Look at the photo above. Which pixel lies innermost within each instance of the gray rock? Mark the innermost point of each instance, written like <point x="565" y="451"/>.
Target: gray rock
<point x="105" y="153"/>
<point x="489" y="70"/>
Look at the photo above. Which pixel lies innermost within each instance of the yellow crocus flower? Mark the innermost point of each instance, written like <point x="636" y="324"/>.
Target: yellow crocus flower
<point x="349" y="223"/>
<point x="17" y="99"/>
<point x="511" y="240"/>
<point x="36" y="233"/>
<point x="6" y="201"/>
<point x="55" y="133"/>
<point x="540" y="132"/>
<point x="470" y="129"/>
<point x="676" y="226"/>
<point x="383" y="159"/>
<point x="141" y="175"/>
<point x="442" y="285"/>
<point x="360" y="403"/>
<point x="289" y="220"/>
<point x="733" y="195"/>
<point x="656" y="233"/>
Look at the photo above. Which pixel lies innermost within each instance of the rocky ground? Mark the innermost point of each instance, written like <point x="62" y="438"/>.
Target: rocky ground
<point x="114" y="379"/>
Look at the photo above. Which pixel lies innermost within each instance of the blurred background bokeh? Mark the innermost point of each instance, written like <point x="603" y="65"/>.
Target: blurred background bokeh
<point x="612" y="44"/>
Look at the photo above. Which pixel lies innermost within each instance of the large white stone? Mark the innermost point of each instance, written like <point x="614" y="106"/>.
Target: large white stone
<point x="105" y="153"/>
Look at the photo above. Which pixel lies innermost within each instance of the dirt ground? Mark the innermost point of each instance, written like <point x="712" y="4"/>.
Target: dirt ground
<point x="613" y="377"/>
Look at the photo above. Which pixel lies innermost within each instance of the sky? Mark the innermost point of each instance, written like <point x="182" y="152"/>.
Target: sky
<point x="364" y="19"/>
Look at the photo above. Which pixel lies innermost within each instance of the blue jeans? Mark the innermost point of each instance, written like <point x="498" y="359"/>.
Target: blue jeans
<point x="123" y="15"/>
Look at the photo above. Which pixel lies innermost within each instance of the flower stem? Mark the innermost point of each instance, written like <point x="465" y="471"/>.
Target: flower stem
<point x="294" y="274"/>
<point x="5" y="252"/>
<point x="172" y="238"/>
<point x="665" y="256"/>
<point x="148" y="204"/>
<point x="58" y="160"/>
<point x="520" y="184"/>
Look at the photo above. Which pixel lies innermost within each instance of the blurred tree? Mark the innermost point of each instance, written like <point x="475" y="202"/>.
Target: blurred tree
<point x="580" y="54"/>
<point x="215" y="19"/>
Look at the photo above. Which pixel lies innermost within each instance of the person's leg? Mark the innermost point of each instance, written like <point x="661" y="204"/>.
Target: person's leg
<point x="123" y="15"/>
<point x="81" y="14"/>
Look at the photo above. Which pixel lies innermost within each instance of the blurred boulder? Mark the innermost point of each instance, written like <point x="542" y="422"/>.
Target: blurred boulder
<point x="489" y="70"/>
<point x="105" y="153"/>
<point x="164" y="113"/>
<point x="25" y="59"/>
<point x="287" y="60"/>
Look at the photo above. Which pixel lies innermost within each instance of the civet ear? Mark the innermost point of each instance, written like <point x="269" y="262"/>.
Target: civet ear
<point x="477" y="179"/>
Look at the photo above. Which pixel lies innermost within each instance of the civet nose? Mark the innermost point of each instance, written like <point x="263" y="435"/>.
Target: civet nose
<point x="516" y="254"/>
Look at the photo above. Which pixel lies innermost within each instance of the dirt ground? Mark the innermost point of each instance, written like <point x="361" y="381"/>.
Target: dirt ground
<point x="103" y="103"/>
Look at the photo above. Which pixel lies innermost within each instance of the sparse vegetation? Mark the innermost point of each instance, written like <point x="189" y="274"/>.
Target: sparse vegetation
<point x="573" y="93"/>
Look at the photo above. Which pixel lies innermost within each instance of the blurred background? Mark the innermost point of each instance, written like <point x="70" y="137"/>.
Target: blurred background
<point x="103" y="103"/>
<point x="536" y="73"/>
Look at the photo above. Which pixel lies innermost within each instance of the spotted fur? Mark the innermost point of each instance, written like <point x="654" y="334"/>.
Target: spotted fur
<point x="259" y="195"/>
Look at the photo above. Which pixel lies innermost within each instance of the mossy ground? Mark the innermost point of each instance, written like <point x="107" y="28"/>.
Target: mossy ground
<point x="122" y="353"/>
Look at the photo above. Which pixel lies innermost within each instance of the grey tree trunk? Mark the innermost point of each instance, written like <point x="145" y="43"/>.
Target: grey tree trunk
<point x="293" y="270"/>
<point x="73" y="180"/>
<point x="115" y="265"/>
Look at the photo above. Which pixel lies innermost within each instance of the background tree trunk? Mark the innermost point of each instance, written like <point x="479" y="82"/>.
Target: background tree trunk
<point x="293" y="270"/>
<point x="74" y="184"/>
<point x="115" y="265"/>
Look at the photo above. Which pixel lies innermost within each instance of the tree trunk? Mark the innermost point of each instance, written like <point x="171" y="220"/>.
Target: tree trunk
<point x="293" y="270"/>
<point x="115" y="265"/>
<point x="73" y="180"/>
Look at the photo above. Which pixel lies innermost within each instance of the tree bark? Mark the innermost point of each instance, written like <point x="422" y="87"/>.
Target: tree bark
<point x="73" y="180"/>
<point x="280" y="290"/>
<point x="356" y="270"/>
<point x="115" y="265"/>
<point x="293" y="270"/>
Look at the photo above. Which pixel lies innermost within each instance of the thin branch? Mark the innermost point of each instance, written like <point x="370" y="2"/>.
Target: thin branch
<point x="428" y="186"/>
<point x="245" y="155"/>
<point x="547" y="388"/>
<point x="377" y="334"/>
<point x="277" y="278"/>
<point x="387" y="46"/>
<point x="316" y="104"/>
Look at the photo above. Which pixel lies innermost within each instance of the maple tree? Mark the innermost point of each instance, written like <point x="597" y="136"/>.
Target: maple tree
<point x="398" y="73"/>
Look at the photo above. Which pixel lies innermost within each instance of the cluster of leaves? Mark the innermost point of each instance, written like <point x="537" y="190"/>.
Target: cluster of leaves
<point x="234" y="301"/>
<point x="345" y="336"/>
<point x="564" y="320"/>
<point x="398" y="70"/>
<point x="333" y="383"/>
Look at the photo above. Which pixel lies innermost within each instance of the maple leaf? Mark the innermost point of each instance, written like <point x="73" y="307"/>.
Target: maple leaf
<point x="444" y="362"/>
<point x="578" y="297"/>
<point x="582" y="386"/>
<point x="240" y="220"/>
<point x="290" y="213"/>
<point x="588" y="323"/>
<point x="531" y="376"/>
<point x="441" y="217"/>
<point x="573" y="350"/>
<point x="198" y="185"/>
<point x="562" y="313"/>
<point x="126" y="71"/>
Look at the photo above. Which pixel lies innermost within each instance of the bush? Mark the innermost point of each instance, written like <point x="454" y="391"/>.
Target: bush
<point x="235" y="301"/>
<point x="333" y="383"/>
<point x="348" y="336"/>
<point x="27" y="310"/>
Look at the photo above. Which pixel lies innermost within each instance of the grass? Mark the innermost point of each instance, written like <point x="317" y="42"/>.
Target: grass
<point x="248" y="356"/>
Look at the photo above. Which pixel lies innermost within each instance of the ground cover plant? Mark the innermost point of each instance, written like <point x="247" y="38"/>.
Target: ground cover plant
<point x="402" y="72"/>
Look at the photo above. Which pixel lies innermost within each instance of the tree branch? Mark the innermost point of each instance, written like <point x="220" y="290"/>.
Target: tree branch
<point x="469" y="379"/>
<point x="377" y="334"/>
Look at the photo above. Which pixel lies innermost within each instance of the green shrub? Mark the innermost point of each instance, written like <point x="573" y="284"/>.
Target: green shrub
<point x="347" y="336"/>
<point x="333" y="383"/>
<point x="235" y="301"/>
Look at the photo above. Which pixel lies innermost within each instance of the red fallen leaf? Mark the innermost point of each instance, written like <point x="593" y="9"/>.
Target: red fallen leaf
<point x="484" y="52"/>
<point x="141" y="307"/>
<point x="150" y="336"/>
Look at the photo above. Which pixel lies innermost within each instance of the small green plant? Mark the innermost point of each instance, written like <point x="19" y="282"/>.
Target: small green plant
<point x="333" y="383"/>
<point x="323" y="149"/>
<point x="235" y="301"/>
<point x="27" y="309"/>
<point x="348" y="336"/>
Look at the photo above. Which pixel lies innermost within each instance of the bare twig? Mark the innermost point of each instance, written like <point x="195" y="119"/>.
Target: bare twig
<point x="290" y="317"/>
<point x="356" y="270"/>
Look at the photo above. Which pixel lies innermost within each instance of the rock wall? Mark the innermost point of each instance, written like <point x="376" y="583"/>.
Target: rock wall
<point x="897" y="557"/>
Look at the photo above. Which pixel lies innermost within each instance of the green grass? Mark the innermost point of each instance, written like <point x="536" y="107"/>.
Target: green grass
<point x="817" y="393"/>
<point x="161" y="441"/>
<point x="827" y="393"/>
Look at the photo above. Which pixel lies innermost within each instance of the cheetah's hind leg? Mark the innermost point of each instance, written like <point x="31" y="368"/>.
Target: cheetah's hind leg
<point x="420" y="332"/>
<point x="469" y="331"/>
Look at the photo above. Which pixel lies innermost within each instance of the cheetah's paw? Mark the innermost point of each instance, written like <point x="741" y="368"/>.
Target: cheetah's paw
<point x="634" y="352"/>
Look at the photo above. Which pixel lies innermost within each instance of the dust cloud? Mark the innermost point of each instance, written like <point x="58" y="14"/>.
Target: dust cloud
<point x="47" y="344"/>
────────────────
### Exercise directions
Rewrite the lines as a Markdown table with the columns Row and Line, starting with the line containing "the cheetah's paw?" and going on through the final line. Number each row and leave out blank lines.

### Task result
| Row | Line |
|---|---|
| 1 | Look at the photo above. Which pixel lies innermost within each instance of the cheetah's paw? Mark the innermost point of each instance, written like <point x="741" y="368"/>. |
| 2 | Target: cheetah's paw |
| 3 | <point x="634" y="352"/> |
| 4 | Look at the photo above. Which pixel lies innermost within each instance of the dust cloud? Mark the innermost point of each instance, written like <point x="58" y="14"/>. |
| 5 | Target: dust cloud |
| 6 | <point x="47" y="344"/> |